**Your objective**: A verbatim copy of the listing is the expected output.

**Recorded information**:
++++++++++

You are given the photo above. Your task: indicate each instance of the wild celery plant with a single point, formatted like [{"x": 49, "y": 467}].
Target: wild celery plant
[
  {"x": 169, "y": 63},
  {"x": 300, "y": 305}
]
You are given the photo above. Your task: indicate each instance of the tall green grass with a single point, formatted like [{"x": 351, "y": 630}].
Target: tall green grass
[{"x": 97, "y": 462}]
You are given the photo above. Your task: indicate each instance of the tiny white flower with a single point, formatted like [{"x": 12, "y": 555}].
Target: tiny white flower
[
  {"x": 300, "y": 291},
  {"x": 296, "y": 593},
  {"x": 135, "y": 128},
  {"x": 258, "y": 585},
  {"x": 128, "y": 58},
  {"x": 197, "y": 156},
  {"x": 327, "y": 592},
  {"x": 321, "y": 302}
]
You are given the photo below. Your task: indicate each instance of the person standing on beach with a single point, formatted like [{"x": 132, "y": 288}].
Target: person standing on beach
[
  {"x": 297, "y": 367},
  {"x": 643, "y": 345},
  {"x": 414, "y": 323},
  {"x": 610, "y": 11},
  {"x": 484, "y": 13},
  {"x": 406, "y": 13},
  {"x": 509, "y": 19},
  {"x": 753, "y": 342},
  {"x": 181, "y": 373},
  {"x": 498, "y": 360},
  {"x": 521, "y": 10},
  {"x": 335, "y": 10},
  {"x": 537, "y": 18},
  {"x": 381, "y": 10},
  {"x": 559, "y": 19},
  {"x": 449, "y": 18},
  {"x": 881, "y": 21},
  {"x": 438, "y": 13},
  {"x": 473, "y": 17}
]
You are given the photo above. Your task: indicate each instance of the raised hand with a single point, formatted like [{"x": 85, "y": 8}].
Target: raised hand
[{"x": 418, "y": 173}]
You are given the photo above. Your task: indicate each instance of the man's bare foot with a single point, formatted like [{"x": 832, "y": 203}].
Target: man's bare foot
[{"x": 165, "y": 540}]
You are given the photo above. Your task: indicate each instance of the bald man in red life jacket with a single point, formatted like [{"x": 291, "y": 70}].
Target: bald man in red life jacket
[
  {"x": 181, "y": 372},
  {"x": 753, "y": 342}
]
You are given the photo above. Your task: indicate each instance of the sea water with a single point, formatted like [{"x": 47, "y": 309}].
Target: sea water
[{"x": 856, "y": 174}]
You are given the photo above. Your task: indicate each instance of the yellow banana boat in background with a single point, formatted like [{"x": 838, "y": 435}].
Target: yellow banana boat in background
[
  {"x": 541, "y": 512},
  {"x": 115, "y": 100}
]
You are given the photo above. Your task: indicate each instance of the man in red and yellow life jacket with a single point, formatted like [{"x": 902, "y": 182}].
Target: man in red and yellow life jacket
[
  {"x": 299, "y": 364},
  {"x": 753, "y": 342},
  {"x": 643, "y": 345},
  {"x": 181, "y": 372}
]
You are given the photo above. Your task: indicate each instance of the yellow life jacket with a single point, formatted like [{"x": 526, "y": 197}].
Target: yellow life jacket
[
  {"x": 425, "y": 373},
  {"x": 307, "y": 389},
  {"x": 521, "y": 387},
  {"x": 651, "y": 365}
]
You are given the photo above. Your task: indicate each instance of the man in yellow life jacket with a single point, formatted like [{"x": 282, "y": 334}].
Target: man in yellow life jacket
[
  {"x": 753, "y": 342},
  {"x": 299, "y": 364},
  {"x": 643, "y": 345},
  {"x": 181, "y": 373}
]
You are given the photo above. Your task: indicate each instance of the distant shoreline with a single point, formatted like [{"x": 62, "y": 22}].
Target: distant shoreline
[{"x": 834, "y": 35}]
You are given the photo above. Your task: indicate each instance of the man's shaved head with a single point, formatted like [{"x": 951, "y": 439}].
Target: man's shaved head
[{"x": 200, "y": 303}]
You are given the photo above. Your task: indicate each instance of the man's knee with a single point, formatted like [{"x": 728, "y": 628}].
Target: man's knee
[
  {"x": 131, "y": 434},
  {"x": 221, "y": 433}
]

++++++++++

**Exercise solution**:
You are given the photo above. Your task: indicate each instance of the wild celery plant with a single point, formatted like [{"x": 49, "y": 467}].
Target: wild celery plant
[
  {"x": 169, "y": 63},
  {"x": 300, "y": 305}
]
You are given the photo above. Your task: indicate each instance of the tall green grass with a single point, formatted like [{"x": 351, "y": 630}].
Target: tall green grass
[{"x": 97, "y": 462}]
You are given the photo above. Your task: indicate each instance of the tiny white flower with a single point, formatted like [{"x": 12, "y": 555}].
Target: tiny white flower
[
  {"x": 300, "y": 291},
  {"x": 296, "y": 593},
  {"x": 135, "y": 128},
  {"x": 258, "y": 585},
  {"x": 128, "y": 58},
  {"x": 197, "y": 156},
  {"x": 327, "y": 592},
  {"x": 321, "y": 302}
]
You are given the photo below. Your task: indicate each instance of the person standing on beach with a single point, formatted like [{"x": 132, "y": 288}].
Target: person standing on beach
[
  {"x": 297, "y": 367},
  {"x": 643, "y": 345},
  {"x": 414, "y": 323},
  {"x": 610, "y": 11},
  {"x": 484, "y": 13},
  {"x": 406, "y": 13},
  {"x": 509, "y": 19},
  {"x": 753, "y": 342},
  {"x": 181, "y": 373},
  {"x": 498, "y": 360},
  {"x": 521, "y": 10},
  {"x": 335, "y": 10},
  {"x": 537, "y": 18},
  {"x": 381, "y": 10},
  {"x": 559, "y": 19},
  {"x": 449, "y": 18},
  {"x": 881, "y": 21},
  {"x": 438, "y": 13},
  {"x": 473, "y": 17}
]
You are given the photo above. Your task: indicate each instance of the raised hand with a single point, formatted like [{"x": 85, "y": 8}].
Target: raised hand
[{"x": 418, "y": 173}]
You are given the photo above. Your task: indicate each instance of the man's bare foot with a single point, formatted like [{"x": 832, "y": 203}].
Target: man's bare foot
[{"x": 165, "y": 540}]
You are given the photo above. Your task: indicate each instance of the bald man in red life jacket with a single point, formatted like [{"x": 291, "y": 70}].
Target: bald man in red life jacket
[
  {"x": 181, "y": 372},
  {"x": 753, "y": 342}
]
You are given the photo above. Your task: indicate each instance of the sea water with a single point, formatted like [{"x": 47, "y": 309}].
Target: sea water
[{"x": 856, "y": 174}]
You are given the photo above. Your task: indicate each instance of the yellow banana boat in background with a single point, formatted like [{"x": 838, "y": 435}].
Target: yellow banana boat in background
[
  {"x": 541, "y": 512},
  {"x": 115, "y": 100}
]
You are given the photo above. Your task: indicate each instance of the man in red and yellow life jacket with a single point, formatted like [{"x": 902, "y": 182}].
Target: man in red and yellow life jacket
[
  {"x": 299, "y": 364},
  {"x": 753, "y": 342},
  {"x": 643, "y": 345},
  {"x": 181, "y": 372}
]
You are given the photo above. Your task: indicate each instance of the yellow life jacket with a single point, formatted like [{"x": 526, "y": 197}].
Target: yellow life jacket
[
  {"x": 425, "y": 373},
  {"x": 307, "y": 389},
  {"x": 521, "y": 387},
  {"x": 651, "y": 365}
]
You are given the photo above. Your task: indicate each instance of the man in yellow life jacket with a single point, formatted like [{"x": 282, "y": 334}].
Target: man in yellow life jacket
[
  {"x": 753, "y": 342},
  {"x": 299, "y": 364},
  {"x": 643, "y": 345},
  {"x": 181, "y": 373}
]
You are given the photo above. Your task: indicate each instance of the distant shoreline with a single point, formatted like [{"x": 62, "y": 22}].
Target: distant shoreline
[{"x": 834, "y": 35}]
You are given the photo above. Your task: indicate each instance of the man's shaved head with a single point, formatted like [{"x": 951, "y": 439}].
Target: man's shaved head
[{"x": 200, "y": 303}]
You are given the photo above. Your task: indicate each instance of the man's knee with a single point, formatted like [{"x": 728, "y": 628}].
Target: man's knee
[
  {"x": 131, "y": 434},
  {"x": 221, "y": 433}
]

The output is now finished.